# [DATA FOR THIS TASK]
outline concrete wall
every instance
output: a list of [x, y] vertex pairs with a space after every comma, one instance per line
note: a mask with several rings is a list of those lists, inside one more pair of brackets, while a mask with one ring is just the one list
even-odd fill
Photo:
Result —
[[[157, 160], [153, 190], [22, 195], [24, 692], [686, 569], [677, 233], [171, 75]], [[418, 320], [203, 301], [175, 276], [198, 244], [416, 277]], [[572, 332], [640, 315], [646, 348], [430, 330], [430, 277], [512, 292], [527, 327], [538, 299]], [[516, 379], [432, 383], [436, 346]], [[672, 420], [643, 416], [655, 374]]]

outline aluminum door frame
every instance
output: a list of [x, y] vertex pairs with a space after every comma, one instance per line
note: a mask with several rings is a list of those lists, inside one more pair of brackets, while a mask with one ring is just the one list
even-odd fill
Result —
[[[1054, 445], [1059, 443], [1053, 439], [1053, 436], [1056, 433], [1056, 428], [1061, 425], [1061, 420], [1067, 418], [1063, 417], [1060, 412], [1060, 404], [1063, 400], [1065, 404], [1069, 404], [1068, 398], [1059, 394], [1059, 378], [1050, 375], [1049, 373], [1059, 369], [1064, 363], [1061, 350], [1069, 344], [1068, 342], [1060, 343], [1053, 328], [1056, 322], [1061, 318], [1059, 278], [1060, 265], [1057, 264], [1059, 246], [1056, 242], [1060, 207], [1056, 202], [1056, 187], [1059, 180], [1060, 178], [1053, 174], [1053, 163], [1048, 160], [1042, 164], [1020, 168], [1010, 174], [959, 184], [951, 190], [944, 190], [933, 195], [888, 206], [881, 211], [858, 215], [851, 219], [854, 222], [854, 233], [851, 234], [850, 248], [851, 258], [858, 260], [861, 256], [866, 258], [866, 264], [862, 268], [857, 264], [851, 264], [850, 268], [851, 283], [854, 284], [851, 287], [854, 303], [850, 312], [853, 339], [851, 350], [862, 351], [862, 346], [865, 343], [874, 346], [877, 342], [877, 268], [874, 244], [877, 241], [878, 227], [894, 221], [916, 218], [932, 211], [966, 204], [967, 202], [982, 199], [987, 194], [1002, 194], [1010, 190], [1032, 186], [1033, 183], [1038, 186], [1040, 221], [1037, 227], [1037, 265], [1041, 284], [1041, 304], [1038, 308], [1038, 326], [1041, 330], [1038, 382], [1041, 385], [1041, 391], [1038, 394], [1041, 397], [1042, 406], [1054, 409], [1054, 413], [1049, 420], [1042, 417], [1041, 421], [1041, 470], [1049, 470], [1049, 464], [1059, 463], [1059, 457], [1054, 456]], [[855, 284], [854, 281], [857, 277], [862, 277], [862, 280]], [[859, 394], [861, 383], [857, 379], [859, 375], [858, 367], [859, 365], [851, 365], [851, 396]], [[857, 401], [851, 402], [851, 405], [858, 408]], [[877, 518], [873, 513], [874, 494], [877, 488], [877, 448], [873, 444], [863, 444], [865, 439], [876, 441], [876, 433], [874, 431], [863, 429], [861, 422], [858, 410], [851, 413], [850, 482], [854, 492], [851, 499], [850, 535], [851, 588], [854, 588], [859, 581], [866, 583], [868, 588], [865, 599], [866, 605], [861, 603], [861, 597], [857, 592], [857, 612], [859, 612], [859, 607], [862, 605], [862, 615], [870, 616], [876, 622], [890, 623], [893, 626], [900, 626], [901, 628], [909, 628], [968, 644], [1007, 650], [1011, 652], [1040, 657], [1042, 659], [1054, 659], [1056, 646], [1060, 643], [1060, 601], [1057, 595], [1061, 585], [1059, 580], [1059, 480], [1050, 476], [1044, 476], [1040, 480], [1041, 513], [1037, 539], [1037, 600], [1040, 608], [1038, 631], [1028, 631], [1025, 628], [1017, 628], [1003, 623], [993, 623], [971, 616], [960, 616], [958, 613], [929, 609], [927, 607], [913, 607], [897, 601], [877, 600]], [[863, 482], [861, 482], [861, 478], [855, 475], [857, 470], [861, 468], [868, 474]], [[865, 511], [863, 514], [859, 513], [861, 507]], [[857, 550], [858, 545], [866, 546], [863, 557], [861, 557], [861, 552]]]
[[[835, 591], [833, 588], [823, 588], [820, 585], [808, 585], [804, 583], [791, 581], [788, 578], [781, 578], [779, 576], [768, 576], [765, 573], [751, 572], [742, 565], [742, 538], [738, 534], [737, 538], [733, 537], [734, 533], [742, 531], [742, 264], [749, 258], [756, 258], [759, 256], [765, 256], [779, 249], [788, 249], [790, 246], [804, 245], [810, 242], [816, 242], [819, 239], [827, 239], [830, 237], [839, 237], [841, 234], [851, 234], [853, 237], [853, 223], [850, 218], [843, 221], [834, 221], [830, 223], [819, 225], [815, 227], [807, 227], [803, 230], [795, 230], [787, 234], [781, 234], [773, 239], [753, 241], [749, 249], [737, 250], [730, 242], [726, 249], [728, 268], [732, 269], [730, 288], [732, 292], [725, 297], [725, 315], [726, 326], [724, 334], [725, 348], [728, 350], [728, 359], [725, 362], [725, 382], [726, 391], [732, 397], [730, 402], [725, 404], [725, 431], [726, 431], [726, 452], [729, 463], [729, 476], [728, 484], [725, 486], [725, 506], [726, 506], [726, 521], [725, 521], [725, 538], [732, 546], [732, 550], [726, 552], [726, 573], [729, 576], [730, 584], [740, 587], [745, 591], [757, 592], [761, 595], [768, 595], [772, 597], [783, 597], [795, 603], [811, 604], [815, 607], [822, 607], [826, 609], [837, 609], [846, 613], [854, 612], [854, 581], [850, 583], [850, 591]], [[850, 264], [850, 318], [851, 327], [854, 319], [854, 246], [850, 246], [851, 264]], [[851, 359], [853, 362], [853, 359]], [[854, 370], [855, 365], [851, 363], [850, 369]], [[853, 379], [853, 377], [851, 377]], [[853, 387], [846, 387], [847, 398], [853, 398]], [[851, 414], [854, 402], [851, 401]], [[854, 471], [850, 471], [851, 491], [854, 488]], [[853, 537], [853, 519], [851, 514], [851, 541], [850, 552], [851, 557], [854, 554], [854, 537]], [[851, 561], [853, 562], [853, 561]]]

# [WHAT IS ASKED]
Duplicate the material from its start through the line containing "416], [655, 374]]]", inclusive.

# [THE RESULT]
outline concrete wall
every instance
output: a list of [x, y] vertex pairs with a space after every comma, one instance per line
note: a mask with several rings is a list of those lists, inside one more pair of brackets, while a mask with one ring is just the one list
even-odd fill
Photo:
Result —
[[[157, 160], [153, 190], [22, 195], [24, 692], [686, 569], [677, 233], [171, 75]], [[418, 320], [203, 301], [175, 276], [198, 244], [416, 277]], [[572, 332], [640, 315], [646, 348], [430, 330], [430, 277], [512, 292], [527, 327], [538, 299]], [[516, 379], [432, 383], [436, 346]], [[672, 420], [643, 416], [655, 374]]]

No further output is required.